Some practices have turned to clearinghouse platforms or middleware tools that consolidate portal access, and for certain tasks — especially eligibility and claims status — these can meaningfully reduce the number of direct portal logins. But consolidation is rarely complete. Prior auth submission, appeal workflows, and certain plan-specific documentation requirements still frequently route staff back to individual payer portals. The portal is the payer's turf, and the payer decides what can be handled elsewhere.
The 2024 Change Healthcare outage made the problem worse for some practices in a way that has quietly lingered. When clearinghouse access went down for weeks, many groups had no choice but to shift eligibility checks, claim submissions, and auth workflows back to individual payer portals — rebuilding manual processes on the fly under enormous pressure. Some practices have since re-engaged their clearinghouse or moved to a new one, but others never fully migrated back. The outage eroded trust in centralized routing, and for smaller or resource-constrained groups especially, the manual workarounds became the new default simply because there was no capacity to manage another transition. Those practices are now carrying a heavier portal workload than their payer mix alone would explain — not because they chose direct portal access, but because they got stuck there.

Questions:
[1] In the payer-portal excerpt, for which tasks can clearinghouse platforms or middleware tools meaningfully reduce direct portal logins?
[2] Condense the paragraph of the payer-portal excerpt that begins "The 2024 Change Healthcare outage" into a short bulleted list that keeps its main facts.
[3] Transcribe from the payer-portal excerpt the stretch from "Some practices have turned" through "be handled elsewhere.".

Extracted entries:
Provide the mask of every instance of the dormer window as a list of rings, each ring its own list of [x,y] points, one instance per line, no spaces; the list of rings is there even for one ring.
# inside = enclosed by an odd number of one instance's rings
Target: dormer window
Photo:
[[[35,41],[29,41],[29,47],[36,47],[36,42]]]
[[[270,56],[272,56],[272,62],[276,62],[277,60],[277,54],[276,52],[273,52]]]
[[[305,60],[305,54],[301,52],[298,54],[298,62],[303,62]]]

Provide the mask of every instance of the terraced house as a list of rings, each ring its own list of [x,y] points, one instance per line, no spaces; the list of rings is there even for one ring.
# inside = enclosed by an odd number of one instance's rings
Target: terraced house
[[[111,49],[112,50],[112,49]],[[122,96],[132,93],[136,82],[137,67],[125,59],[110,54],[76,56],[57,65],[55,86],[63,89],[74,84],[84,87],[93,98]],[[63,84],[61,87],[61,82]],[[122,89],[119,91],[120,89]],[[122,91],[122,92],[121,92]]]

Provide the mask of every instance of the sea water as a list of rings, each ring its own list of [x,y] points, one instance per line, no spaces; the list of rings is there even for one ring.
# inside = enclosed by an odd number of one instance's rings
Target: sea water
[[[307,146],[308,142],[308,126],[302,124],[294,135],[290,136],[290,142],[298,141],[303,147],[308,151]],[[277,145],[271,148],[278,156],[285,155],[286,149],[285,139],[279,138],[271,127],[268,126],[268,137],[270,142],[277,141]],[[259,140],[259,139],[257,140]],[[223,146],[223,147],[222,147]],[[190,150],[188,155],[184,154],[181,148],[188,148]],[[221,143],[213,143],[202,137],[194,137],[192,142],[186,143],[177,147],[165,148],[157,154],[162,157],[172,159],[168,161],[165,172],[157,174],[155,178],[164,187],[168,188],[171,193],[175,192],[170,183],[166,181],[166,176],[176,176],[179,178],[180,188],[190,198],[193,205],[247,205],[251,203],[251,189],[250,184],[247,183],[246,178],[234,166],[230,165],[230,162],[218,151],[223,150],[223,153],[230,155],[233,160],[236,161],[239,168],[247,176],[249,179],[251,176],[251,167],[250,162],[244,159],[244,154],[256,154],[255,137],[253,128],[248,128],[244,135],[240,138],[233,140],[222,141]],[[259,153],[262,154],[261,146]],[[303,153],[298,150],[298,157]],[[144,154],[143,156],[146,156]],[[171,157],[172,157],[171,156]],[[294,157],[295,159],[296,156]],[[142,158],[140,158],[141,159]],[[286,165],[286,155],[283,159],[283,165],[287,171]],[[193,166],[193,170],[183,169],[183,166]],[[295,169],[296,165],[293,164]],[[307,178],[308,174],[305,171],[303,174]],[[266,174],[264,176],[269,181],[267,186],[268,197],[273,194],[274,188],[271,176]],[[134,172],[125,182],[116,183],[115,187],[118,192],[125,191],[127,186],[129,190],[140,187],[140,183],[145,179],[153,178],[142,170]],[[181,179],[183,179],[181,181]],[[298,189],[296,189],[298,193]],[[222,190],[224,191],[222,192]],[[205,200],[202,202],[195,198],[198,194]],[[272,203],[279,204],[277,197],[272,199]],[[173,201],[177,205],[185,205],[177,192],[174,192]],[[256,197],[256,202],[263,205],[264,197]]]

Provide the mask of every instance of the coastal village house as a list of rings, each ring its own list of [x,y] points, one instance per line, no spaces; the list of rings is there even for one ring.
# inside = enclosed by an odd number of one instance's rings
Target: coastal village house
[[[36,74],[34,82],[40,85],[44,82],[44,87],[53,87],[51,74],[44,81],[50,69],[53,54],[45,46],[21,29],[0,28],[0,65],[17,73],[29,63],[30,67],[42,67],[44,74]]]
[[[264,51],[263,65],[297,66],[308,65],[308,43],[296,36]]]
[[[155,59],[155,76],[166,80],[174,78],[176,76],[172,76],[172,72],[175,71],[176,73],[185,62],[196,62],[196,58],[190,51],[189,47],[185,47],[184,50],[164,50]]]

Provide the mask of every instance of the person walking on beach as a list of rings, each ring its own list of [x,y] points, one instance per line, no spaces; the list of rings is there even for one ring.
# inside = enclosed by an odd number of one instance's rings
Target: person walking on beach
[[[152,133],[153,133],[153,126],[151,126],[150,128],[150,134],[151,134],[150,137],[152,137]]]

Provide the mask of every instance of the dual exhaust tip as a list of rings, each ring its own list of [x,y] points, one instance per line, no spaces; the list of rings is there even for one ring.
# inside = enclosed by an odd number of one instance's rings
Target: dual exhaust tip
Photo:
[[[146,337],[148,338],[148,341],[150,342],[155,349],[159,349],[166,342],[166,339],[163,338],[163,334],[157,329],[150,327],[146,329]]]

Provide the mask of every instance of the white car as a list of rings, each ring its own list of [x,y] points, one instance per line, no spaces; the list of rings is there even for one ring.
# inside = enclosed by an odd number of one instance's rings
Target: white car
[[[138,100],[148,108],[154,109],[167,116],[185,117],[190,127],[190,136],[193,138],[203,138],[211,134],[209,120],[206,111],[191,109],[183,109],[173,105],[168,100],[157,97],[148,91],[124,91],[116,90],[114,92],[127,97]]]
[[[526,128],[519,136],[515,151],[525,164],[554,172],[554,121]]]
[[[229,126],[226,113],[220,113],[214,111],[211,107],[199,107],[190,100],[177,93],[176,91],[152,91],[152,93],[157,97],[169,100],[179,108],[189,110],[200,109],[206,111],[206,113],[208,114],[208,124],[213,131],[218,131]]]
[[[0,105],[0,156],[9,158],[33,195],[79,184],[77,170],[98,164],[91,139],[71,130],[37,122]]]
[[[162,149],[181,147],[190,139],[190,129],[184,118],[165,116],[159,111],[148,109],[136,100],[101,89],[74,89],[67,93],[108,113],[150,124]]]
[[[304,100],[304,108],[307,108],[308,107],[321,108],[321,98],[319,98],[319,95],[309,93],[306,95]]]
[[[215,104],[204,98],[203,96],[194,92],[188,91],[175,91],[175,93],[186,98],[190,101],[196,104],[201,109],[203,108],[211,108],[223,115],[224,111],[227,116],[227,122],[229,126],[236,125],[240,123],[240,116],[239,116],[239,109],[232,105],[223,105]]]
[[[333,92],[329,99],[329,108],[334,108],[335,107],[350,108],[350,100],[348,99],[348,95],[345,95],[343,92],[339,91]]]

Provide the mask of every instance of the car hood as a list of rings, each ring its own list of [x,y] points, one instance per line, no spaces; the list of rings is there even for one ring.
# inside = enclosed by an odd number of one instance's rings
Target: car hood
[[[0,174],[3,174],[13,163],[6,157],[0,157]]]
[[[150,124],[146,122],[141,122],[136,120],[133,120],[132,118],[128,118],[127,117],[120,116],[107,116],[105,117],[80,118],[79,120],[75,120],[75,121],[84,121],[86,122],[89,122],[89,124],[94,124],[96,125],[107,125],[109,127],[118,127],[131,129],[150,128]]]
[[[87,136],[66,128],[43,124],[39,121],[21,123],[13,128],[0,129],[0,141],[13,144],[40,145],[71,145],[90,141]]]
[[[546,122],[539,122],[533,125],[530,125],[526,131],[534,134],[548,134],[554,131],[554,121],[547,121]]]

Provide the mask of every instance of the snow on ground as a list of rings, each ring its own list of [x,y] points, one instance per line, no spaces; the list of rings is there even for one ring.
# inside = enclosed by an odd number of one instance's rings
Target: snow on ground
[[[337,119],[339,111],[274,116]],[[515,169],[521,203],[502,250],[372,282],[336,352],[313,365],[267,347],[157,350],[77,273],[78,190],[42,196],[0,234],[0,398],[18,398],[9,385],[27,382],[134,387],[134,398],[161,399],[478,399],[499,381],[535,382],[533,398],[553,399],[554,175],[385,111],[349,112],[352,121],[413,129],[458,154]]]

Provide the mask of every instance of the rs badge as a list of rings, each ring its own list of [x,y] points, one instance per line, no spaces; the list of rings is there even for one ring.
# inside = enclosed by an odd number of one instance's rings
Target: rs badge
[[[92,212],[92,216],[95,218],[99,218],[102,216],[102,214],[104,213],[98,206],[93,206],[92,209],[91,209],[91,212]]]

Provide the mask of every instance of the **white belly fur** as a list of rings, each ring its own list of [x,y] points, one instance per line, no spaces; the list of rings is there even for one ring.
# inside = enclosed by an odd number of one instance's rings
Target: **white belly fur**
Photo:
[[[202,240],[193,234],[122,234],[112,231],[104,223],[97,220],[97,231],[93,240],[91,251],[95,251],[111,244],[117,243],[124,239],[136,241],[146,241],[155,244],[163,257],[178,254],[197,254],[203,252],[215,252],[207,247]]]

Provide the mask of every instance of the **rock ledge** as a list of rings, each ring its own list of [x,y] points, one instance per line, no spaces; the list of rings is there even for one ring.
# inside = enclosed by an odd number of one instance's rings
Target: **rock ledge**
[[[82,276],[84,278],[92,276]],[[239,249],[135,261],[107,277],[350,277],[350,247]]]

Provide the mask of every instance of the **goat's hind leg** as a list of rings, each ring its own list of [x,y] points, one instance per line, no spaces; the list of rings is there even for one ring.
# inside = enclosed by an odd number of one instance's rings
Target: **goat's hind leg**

Replies:
[1] Eligibility and claims status.

[2]
- The 2024 Change Healthcare outage made the portal problem worse for some practices, and the effect has lingered.
- With clearinghouse access down for weeks, many groups moved eligibility checks, claim submissions, and auth workflows back to individual payer portals, rebuilding manual processes under heavy pressure.
- Some practices later re-engaged their clearinghouse or switched to a new one. Others never fully migrated back.
- The outage eroded trust in centralized routing. For smaller or resource-constrained groups, manual workarounds became the default because they lacked capacity for another transition.
- These practices now carry a heavier portal workload than their payer mix alone would explain. They did not choose this. They got stuck there.

[3]
Some practices have turned to clearinghouse platforms or middleware tools that consolidate portal access, and for certain tasks — especially eligibility and claims status — these can meaningfully reduce the number of direct portal logins. But consolidation is rarely complete. Prior auth submission, appeal workflows, and certain plan-specific documentation requirements still frequently route staff back to individual payer portals. The portal is the payer's turf, and the payer decides what can be handled elsewhere.